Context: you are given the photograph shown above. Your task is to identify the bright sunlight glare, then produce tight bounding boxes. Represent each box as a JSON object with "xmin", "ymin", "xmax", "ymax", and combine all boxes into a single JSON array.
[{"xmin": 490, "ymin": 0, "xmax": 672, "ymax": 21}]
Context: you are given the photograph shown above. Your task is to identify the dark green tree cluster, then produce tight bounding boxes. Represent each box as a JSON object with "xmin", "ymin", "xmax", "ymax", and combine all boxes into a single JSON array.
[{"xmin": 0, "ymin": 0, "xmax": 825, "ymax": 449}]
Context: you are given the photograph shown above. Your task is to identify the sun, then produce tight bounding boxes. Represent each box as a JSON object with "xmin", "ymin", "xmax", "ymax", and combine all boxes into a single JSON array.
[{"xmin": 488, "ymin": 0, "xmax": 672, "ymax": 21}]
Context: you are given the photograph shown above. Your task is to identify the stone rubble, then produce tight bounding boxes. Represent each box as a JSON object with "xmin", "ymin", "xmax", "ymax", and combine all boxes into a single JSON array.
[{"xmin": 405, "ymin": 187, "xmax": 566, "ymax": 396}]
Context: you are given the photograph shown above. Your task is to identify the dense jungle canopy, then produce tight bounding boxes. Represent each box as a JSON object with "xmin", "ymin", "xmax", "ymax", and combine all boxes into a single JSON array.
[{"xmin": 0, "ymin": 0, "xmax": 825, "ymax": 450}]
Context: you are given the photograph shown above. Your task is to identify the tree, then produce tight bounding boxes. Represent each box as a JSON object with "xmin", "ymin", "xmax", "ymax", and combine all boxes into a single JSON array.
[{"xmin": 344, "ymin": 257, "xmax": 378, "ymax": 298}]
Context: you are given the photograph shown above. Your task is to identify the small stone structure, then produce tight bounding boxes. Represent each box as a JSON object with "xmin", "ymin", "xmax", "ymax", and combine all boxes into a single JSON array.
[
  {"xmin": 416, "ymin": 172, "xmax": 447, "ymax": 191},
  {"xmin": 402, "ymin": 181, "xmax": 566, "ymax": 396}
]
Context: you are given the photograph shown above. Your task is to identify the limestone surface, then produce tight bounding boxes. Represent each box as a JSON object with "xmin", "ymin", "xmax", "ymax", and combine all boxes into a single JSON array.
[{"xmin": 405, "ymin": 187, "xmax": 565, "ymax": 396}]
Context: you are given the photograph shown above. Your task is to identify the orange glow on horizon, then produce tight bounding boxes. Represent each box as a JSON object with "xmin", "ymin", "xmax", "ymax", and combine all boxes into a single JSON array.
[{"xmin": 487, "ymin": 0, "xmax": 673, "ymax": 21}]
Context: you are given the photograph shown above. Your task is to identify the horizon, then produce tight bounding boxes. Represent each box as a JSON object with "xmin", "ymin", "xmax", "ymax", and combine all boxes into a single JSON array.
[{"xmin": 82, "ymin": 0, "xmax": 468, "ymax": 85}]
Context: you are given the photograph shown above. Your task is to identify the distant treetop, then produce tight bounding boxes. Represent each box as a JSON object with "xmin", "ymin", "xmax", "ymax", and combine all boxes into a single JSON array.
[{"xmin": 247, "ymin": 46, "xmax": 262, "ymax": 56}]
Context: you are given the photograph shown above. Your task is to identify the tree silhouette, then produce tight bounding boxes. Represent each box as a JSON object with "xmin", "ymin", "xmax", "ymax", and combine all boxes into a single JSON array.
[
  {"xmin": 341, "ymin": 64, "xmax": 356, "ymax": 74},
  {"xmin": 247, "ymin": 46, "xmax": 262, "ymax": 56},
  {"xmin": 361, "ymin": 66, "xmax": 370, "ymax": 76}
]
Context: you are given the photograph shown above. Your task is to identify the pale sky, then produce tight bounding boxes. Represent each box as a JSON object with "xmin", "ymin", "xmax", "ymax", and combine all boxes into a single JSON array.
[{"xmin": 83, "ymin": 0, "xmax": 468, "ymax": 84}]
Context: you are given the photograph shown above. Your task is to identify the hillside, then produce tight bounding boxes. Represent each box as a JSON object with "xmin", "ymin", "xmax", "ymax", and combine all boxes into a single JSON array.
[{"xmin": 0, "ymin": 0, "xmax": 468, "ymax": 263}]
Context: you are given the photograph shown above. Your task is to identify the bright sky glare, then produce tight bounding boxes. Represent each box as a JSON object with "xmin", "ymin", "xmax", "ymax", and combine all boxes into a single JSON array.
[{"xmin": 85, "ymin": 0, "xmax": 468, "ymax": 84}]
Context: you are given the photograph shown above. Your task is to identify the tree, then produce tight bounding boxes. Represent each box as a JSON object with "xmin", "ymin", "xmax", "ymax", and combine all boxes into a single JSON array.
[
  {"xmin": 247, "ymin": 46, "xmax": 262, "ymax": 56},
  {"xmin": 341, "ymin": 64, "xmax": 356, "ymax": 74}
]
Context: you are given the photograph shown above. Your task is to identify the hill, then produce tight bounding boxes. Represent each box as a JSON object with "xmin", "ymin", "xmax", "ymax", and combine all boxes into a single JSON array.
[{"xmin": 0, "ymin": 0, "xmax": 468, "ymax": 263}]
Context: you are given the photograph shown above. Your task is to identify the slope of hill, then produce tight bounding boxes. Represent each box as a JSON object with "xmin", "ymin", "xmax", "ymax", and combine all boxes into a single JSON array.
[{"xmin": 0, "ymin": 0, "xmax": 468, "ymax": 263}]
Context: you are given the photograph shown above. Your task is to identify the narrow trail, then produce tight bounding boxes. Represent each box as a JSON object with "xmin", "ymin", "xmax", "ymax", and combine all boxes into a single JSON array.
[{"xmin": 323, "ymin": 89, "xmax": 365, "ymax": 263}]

### Directive
Copy out each line above that contains the word "glare".

### Finished answer
Context: you are given the photograph shown above. Your task is to identify the bright sunlight glare, then produce tight bounding boxes. Represent each box as a JSON object with "xmin", "ymin", "xmax", "ymax", and combine all boxes into a single JSON array.
Context: you are given the photograph shown above. Your task is to identify the bright sky glare, then produce tight bounding boxes. Represent each box as a JSON object with "xmin", "ymin", "xmax", "ymax", and combine all boxes into a single JSON array.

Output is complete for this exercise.